*Collected data entries:*
########

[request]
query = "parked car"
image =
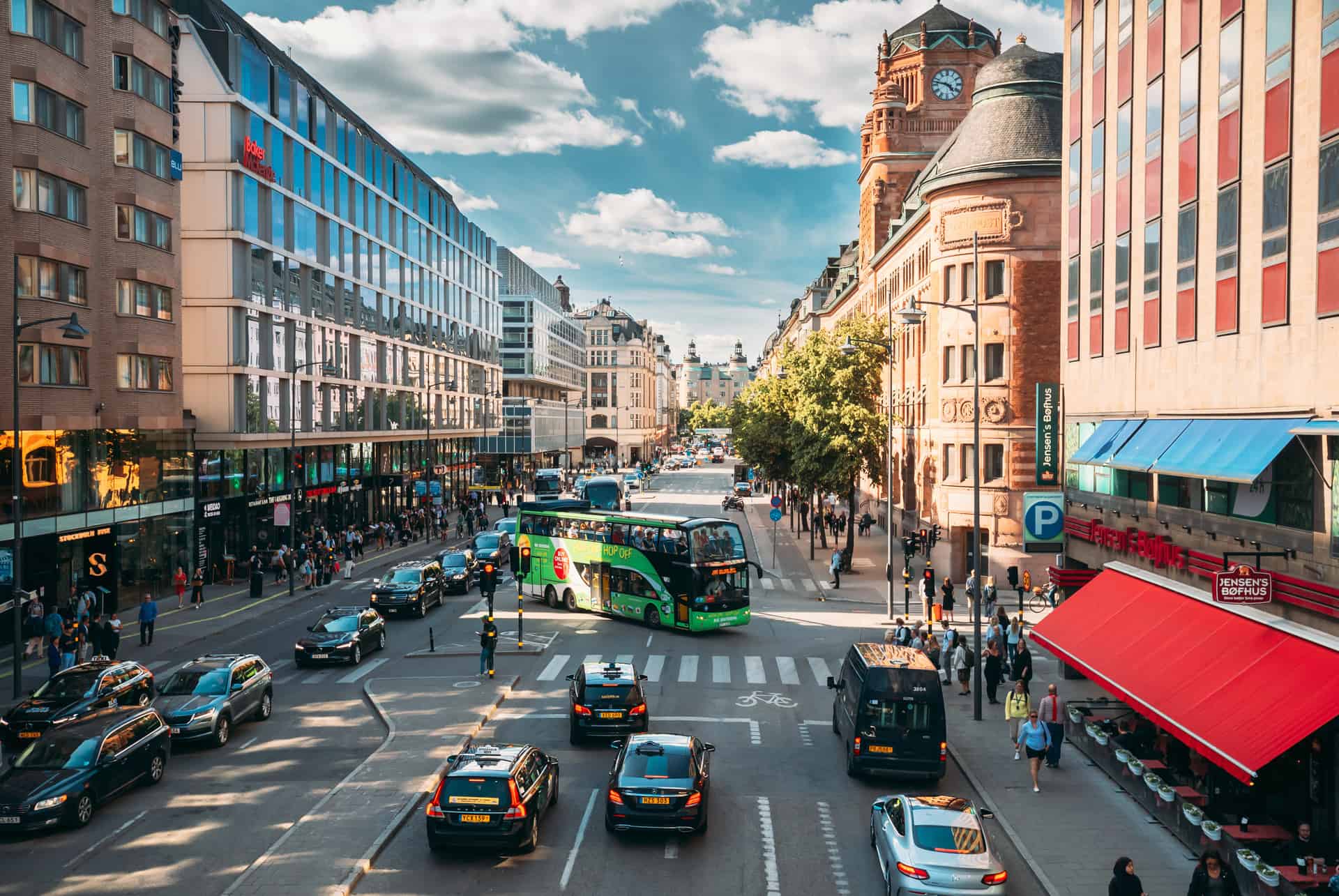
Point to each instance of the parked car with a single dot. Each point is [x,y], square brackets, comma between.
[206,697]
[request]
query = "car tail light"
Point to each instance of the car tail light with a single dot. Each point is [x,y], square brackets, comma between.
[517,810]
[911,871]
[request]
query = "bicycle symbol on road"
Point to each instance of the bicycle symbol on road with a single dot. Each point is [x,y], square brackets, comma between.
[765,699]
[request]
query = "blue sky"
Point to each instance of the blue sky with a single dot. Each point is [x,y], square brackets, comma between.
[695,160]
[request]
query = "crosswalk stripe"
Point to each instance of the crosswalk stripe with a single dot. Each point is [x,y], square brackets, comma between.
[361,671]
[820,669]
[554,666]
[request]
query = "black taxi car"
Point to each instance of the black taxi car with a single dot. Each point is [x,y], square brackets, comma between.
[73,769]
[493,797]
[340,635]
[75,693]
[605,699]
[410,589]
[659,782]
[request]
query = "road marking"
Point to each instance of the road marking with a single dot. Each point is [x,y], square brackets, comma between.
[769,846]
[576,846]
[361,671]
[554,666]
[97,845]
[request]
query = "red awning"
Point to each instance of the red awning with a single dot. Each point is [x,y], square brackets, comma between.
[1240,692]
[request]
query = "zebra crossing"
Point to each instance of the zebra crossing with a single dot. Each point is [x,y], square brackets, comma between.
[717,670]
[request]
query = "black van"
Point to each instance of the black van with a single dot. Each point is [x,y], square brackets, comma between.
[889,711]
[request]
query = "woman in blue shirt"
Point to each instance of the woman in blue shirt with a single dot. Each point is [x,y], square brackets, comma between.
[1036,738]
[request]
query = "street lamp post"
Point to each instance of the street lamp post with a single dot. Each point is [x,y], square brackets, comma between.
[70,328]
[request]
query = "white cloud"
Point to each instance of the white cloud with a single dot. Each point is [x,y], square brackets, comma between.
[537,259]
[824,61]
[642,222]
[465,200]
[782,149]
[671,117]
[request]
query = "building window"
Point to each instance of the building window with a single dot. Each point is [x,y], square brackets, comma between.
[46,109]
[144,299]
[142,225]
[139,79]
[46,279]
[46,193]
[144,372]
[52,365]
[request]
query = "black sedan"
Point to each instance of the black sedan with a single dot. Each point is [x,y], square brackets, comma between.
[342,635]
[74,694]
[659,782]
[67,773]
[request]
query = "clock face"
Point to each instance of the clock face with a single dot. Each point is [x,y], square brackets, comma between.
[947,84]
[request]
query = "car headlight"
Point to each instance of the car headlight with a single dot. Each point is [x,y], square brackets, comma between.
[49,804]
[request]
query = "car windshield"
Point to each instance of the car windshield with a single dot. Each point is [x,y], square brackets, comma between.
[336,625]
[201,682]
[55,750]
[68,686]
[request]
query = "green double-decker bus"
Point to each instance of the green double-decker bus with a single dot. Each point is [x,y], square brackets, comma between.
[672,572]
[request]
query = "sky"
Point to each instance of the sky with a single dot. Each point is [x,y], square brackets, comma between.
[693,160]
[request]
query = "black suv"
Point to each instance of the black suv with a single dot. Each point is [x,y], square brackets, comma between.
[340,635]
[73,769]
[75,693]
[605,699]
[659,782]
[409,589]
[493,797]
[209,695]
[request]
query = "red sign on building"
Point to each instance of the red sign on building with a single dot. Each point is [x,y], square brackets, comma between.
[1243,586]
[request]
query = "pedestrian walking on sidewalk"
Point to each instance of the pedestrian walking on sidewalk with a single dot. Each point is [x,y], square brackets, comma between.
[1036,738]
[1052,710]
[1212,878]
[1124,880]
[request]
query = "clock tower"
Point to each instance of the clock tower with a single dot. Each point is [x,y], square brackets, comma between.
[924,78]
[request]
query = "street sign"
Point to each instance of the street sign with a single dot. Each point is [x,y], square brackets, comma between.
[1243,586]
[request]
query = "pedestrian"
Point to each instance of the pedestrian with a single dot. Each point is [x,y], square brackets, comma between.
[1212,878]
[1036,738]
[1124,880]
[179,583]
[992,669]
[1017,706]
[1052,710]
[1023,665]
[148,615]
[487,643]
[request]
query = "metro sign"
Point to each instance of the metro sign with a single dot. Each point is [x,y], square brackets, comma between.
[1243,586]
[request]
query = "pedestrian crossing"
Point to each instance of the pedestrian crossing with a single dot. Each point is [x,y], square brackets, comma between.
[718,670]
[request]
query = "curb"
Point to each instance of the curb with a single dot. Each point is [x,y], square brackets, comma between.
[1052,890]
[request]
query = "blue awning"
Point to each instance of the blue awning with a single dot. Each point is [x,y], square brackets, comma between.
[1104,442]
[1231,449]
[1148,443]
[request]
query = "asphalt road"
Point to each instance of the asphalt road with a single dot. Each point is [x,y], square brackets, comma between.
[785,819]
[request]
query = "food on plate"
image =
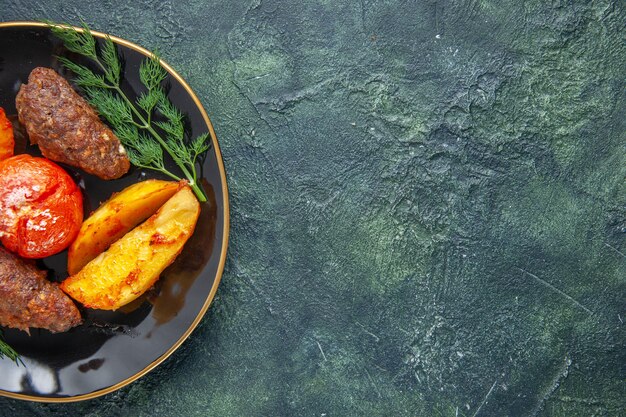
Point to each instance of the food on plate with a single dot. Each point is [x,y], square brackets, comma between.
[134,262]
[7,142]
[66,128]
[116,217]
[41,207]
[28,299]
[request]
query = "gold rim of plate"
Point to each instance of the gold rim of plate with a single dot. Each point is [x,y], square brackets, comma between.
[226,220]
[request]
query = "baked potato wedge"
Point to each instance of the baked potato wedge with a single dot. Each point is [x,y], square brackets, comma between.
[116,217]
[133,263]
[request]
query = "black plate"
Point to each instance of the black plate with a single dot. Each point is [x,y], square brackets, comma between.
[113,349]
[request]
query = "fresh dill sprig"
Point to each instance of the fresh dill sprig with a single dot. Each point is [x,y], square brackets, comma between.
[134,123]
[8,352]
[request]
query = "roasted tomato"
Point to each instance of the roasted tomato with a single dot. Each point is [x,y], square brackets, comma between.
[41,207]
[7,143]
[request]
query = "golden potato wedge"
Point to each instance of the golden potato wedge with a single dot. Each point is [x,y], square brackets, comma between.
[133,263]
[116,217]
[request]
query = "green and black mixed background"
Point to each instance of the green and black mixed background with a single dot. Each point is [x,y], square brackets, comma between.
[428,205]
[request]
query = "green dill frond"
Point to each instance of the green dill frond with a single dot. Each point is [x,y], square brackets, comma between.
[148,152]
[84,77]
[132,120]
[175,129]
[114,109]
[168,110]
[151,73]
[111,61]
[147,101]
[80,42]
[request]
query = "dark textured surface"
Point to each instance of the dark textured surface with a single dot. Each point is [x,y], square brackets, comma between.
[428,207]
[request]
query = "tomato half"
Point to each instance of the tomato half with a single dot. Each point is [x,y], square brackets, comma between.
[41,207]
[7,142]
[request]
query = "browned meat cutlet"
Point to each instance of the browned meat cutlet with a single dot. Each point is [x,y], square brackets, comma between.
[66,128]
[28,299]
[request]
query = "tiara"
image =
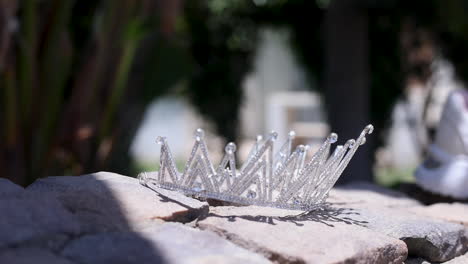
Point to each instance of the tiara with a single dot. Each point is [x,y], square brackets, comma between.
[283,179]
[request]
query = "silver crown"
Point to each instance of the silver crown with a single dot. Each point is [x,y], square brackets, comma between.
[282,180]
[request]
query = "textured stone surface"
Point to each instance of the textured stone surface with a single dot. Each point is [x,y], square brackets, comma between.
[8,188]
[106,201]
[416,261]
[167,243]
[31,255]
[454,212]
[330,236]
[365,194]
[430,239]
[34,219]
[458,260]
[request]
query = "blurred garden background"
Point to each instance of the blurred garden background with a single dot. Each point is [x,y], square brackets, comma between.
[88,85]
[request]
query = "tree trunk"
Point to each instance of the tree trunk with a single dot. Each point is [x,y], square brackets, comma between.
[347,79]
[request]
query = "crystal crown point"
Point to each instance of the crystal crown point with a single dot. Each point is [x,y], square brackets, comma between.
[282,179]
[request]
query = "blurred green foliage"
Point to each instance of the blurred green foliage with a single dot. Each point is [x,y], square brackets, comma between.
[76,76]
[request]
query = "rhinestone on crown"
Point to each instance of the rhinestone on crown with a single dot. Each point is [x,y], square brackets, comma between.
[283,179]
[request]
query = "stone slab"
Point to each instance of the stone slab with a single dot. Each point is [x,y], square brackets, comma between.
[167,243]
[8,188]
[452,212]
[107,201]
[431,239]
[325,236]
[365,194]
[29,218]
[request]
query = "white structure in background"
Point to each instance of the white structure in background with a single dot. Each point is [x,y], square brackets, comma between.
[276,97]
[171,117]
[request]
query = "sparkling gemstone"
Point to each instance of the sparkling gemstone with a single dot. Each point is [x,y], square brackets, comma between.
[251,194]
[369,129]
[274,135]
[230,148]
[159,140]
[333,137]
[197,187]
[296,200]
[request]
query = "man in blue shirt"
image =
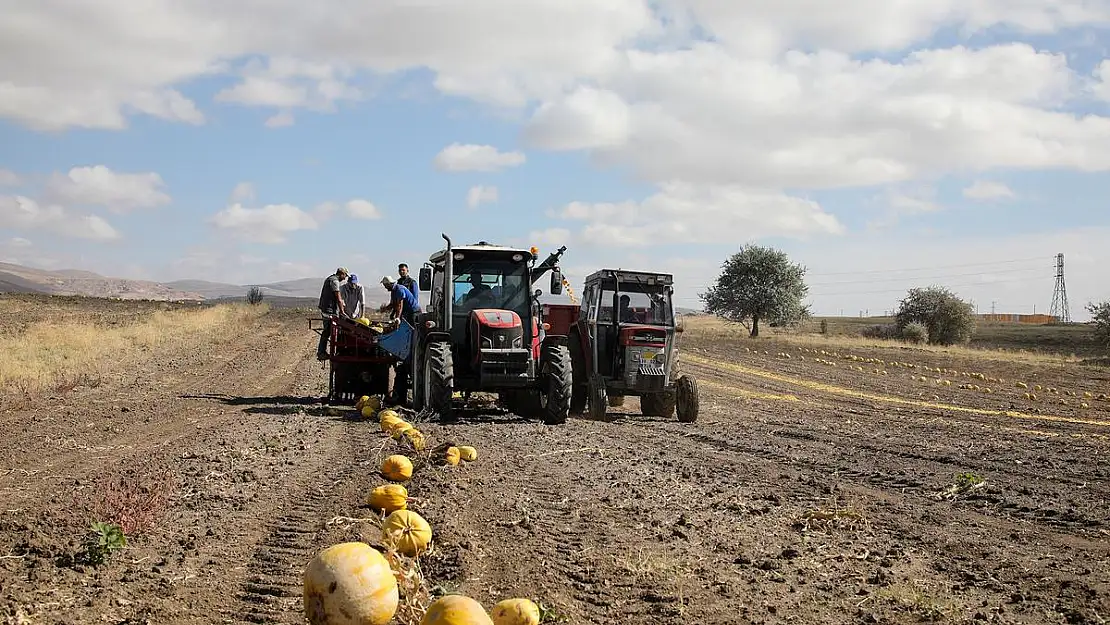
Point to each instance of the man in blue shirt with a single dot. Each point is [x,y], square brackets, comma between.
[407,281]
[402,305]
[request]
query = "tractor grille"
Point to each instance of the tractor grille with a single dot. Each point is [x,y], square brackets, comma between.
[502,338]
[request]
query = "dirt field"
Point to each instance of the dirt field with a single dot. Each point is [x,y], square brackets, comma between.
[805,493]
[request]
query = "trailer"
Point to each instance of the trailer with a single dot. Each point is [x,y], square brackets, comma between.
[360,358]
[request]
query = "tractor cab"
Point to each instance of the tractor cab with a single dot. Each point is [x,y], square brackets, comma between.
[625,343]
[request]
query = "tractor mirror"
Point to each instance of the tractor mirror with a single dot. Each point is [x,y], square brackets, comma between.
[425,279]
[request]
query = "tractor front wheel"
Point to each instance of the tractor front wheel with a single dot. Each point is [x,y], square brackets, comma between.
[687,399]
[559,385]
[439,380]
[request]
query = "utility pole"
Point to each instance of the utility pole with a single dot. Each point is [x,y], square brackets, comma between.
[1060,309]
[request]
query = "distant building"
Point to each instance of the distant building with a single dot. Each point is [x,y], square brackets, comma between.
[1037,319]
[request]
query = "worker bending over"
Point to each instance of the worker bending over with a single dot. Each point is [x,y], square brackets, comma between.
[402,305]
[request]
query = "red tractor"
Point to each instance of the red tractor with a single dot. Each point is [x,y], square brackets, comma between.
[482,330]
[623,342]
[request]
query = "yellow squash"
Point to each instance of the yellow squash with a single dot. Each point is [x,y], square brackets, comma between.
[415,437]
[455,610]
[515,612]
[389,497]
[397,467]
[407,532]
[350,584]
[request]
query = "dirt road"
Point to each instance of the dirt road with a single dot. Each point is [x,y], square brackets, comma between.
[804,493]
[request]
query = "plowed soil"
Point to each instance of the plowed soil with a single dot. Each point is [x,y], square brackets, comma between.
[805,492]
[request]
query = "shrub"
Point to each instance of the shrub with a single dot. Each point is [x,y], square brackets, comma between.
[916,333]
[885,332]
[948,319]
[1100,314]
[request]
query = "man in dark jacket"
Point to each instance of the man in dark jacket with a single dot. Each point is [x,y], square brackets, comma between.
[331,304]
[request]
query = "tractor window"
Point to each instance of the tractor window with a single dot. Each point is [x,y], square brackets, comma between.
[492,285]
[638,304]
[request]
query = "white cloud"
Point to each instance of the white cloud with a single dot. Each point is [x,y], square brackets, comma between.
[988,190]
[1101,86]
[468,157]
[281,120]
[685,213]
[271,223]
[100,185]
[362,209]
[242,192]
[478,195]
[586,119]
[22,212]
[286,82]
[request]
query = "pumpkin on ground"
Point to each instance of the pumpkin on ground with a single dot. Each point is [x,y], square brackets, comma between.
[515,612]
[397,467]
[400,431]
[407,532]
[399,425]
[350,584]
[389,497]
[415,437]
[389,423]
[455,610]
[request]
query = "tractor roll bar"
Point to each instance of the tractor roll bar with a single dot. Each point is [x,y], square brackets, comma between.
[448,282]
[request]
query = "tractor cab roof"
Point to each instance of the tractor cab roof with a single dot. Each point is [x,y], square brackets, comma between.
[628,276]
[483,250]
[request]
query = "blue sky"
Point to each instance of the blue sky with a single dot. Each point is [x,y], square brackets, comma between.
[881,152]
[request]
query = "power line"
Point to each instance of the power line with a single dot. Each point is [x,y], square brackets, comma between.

########

*Work instructions:* Select every line of the data above that contains the string "plowed", and copy each one.

*Output below:*
query = "plowed soil"
Point to each instance of the plowed soil with a single dot. Each point is [x,y], square brackets, comma between.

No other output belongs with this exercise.